=== Exercise requirements ===
Copy the lines of the items below, starting at the line that contains "locate dormer window --src above" and ending at the line that contains "[803,205,904,306]", including both, word for word and nothing else.

Records held in a dataset:
──────

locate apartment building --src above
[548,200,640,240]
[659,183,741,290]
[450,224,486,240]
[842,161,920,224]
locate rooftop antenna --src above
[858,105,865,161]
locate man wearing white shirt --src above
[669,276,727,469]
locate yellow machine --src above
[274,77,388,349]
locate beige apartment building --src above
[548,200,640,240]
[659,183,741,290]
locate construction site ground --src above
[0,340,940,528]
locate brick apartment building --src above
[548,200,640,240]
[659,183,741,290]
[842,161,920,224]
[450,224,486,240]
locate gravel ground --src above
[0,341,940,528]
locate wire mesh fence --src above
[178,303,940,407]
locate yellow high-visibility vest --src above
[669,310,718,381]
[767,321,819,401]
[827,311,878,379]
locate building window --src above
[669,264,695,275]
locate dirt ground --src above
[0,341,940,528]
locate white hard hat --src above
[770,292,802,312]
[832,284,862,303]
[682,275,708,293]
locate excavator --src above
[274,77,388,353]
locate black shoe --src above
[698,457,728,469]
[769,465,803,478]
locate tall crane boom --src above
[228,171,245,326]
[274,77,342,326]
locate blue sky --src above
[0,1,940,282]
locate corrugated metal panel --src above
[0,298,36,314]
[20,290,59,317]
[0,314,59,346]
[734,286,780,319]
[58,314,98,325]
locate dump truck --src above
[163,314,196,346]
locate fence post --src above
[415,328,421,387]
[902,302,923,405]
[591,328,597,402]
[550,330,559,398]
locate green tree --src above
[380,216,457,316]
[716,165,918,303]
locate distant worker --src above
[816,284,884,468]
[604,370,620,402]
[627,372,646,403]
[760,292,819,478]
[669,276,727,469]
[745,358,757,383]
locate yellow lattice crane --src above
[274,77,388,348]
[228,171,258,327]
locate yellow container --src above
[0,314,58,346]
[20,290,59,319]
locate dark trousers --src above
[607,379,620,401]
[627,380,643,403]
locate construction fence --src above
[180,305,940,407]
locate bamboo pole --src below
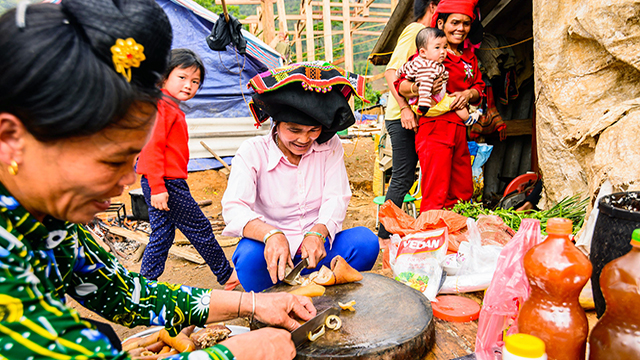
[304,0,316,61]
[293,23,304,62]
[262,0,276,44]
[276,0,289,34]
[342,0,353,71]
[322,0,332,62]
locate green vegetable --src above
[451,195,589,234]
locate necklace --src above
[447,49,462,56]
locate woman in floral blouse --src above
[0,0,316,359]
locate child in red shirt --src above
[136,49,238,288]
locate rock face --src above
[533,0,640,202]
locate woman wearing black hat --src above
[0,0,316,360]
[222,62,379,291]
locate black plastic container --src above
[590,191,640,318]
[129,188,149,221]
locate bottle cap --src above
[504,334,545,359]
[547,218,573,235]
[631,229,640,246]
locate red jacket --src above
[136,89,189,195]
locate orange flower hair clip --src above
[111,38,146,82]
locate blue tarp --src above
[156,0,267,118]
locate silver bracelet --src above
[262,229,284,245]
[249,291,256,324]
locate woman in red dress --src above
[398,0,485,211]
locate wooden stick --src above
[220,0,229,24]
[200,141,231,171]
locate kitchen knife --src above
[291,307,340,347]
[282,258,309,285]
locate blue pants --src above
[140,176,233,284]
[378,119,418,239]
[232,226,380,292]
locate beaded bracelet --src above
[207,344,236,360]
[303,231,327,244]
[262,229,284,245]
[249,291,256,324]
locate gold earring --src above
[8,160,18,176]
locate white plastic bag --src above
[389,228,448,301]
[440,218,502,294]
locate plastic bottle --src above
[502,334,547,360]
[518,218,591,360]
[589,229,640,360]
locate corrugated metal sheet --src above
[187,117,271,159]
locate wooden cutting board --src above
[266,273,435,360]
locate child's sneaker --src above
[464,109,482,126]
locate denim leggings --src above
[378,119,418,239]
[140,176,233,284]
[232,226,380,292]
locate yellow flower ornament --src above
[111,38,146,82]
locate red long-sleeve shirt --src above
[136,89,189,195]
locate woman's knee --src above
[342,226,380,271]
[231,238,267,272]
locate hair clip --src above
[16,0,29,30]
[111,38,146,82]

──────

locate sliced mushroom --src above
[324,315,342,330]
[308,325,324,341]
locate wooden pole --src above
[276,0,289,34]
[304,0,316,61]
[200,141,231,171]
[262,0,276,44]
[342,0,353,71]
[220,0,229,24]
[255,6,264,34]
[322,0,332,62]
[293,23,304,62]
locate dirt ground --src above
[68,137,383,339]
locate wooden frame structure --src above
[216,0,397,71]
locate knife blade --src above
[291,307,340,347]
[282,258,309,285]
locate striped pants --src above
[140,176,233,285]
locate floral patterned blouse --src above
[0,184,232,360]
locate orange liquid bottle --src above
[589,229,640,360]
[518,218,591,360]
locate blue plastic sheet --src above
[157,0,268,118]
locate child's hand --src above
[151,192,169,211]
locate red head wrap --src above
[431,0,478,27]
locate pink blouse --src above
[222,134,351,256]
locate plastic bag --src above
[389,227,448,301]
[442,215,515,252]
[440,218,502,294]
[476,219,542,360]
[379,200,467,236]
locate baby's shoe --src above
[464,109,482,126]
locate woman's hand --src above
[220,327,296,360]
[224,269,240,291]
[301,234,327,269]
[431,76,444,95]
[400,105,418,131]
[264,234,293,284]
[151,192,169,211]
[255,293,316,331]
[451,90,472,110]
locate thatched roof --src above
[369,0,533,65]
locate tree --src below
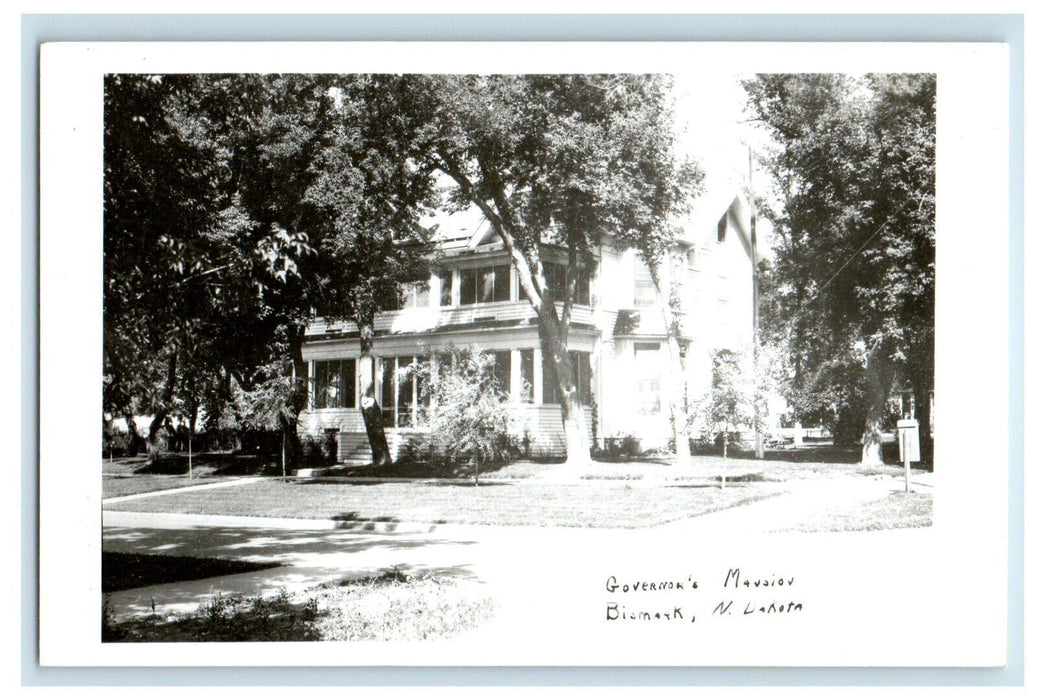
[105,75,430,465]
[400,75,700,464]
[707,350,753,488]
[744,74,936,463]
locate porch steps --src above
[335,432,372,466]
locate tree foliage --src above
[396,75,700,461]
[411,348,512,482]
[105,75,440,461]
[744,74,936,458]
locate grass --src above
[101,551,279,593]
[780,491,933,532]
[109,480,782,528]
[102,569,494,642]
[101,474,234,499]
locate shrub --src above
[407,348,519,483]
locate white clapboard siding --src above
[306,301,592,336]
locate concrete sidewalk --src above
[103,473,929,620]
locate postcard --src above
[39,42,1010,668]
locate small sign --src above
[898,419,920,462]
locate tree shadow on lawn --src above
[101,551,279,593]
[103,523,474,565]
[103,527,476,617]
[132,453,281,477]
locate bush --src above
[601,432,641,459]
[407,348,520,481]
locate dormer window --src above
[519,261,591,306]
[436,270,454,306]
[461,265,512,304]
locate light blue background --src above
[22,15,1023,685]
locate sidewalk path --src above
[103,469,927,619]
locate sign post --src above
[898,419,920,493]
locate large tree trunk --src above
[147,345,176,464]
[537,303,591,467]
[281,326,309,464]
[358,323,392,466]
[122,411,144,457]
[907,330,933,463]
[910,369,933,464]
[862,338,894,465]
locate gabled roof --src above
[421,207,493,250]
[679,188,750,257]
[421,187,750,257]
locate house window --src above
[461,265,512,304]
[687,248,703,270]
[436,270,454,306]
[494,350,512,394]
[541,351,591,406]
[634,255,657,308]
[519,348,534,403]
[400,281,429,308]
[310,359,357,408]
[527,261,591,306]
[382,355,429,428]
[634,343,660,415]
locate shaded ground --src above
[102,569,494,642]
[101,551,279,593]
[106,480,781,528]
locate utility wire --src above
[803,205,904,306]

──────

=== Response to the exercise ===
locate dormer window --src above
[519,261,591,306]
[436,270,454,306]
[461,265,512,304]
locate light blue background --src above
[22,15,1023,685]
locate sidewalk path --src above
[103,469,927,619]
locate sign post --src above
[898,419,920,493]
locate large tree trunk --src above
[147,345,176,464]
[537,303,591,467]
[281,326,309,464]
[358,323,392,466]
[122,411,144,457]
[907,330,933,463]
[910,369,933,464]
[862,338,894,465]
locate gabled roof --src above
[421,207,493,250]
[679,188,750,257]
[421,187,750,257]
locate house window --src above
[461,265,512,304]
[687,248,703,270]
[436,270,454,306]
[494,350,512,394]
[541,351,591,406]
[634,255,657,308]
[519,348,534,403]
[400,281,429,308]
[310,359,357,408]
[527,261,591,306]
[382,355,429,428]
[634,343,660,415]
locate shaded ground --src above
[102,569,494,642]
[101,551,279,593]
[106,480,781,528]
locate utility wire --src above
[803,205,904,306]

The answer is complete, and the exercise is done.